__TRECHO DO TEXTO__
········
A construção da Educação Inclusiva no Brasil

Apesar dos avanços e das conquistas, a visão sobre inclusão na sociedade e na escola ainda precisa evoluir


     

Letra A • Domingo, 23 de Outubro de 2022, 14:17:00

 
Por Pedro Eufrosino
 
No dia 1º de dezembro de 2020, o ministro do Supremo Tribunal Federal (STF) Dias Toffoli suspendeu o Decreto nº 10.502/20, que previa a implementação da Política Nacional de Educação Especial: Equitativa, inclusiva e com aprendizado ao longo da vida (PNEE), considerada por especialistas, e pelo ministro, em sua justificativa, um retrocesso que coloca em risco as conquistas das pessoas com deficiência na esfera educacional. O documento deixava a cargo das famílias a opção de matrícula no ensino regular ou no ensino especial. Luiza Corrêa, coordenadora de advocacy do Instituto Rodrigo Mendes (IRM), afirma que a nova política se apropria das palavras e convenções rebuscadas, aprendizagem ao longo da vida e educação inclusiva, para (re)criar um modelo de escola segregada para os estudantes com deficiência.
········
__ENUNCIADO__
No texto sobre educação inclusiva no Brasil, qual decreto o ministro Dias Toffoli suspendeu em 1º de dezembro de 2020? As linhas não têm nenhum papel nesta tarefa.

__Registros de caixas delimitadoras__
········
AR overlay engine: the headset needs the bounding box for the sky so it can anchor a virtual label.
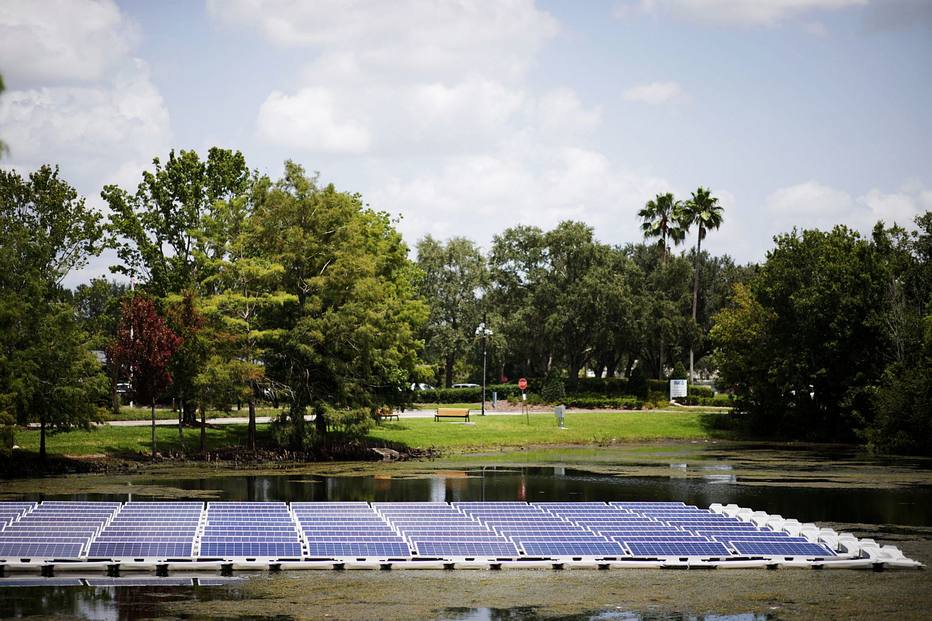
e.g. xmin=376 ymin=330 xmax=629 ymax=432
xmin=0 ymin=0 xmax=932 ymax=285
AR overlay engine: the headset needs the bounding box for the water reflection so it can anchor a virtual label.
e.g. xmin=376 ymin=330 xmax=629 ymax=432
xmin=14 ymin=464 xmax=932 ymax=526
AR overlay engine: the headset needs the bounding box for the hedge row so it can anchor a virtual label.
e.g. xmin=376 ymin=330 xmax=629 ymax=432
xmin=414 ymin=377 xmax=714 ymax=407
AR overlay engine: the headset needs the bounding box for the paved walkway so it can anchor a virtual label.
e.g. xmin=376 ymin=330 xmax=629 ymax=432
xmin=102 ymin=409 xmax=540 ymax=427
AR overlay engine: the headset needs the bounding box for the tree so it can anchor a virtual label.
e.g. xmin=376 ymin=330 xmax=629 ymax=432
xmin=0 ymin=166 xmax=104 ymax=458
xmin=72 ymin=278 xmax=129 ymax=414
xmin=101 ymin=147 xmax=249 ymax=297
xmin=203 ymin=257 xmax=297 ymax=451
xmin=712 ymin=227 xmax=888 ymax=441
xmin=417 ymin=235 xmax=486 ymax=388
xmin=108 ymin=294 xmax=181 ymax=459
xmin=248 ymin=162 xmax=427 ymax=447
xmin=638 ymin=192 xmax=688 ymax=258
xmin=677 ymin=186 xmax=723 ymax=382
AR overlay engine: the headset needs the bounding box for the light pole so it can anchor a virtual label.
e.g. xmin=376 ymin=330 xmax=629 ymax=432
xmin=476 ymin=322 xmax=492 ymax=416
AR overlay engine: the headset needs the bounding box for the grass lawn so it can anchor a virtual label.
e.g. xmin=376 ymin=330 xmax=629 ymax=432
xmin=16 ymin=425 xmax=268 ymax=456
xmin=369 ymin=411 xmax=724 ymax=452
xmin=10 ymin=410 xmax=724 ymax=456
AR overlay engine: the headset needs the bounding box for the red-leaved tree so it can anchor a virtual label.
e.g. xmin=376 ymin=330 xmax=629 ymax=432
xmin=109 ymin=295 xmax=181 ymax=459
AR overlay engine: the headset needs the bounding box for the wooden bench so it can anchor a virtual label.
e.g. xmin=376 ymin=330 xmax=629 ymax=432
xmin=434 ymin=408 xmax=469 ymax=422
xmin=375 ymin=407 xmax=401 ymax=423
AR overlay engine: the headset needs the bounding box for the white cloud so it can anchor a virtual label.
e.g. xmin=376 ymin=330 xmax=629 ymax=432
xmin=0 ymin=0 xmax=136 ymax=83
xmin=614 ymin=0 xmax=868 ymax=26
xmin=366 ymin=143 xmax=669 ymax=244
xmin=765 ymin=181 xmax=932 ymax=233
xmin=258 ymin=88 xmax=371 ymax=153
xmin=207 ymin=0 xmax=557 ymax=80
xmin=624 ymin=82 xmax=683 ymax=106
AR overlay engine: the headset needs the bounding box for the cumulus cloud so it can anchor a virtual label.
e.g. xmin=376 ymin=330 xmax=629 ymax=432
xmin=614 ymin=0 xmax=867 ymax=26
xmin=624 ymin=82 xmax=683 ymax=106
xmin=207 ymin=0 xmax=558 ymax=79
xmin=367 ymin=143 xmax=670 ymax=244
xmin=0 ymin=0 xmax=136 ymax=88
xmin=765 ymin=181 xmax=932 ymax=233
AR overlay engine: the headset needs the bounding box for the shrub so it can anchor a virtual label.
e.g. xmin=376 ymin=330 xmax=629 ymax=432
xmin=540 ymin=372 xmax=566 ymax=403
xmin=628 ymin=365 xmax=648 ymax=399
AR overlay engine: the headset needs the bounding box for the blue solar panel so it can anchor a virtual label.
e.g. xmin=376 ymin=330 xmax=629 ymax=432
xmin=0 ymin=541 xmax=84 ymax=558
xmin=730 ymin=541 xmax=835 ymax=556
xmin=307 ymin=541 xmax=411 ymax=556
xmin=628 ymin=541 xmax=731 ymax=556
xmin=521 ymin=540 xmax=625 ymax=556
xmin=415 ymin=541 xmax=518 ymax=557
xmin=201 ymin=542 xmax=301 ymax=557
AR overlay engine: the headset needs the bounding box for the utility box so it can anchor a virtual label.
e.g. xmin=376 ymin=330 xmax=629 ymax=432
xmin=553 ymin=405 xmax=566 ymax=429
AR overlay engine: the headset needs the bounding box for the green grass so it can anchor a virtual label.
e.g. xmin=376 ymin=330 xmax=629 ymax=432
········
__RESPOSTA CORRETA__
O Decreto nº 10.502/20.